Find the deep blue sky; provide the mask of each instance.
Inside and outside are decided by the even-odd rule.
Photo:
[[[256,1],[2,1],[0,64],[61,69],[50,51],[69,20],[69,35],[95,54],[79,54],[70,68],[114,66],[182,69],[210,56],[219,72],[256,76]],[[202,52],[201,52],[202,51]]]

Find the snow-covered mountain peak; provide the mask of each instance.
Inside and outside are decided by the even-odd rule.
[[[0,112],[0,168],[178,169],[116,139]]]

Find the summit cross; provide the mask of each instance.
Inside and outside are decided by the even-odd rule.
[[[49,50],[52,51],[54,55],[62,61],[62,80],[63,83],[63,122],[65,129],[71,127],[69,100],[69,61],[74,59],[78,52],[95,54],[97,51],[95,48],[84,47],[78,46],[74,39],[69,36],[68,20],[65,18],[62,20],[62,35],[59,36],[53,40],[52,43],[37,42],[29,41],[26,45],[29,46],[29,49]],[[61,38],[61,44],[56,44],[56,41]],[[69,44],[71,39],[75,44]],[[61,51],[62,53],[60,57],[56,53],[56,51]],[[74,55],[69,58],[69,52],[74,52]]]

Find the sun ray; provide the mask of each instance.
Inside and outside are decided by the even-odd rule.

* * *

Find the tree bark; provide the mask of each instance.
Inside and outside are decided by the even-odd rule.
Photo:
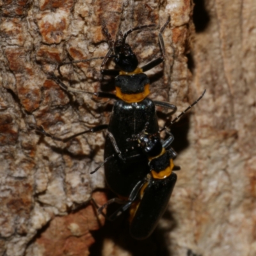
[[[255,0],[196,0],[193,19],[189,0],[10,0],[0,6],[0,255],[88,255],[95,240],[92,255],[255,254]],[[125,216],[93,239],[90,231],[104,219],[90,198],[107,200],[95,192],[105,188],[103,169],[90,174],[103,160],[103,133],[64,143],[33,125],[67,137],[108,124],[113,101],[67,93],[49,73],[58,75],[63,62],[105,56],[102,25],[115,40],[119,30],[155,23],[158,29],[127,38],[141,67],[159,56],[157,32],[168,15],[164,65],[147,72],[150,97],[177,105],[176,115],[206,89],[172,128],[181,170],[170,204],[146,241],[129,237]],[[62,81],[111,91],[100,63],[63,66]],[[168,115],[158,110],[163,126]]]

* * *

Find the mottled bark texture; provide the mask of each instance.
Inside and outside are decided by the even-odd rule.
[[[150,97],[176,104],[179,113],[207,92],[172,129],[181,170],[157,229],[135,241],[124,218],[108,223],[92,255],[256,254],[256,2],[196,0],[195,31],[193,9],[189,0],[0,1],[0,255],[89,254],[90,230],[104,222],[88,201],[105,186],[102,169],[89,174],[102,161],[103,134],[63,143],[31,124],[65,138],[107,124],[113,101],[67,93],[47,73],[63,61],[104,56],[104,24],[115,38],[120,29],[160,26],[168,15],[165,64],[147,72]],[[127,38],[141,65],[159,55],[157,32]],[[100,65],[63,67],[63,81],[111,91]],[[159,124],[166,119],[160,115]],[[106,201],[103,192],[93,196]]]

Exercise brief — In the part of the entries that opens with the line containing "Find the deep" and closes with the line containing "[[[0,112],[0,168],[178,169],[116,139]]]", swap "snow-covered" for "rocky". Reproduce only that part, with everything else left unchanged.

Complete response —
Find the deep blue sky; provide the mask of each instance.
Inside and outside are decided by the even-odd rule.
Photo:
[[[256,1],[2,1],[0,64],[61,69],[50,51],[69,20],[69,35],[95,54],[79,54],[70,68],[114,66],[182,69],[210,56],[219,72],[256,76]],[[202,52],[201,52],[202,51]]]

Find the rocky mountain peak; provide the mask of each instance.
Inside and outside are decided by the even-odd rule.
[[[0,112],[0,168],[178,169],[116,139]]]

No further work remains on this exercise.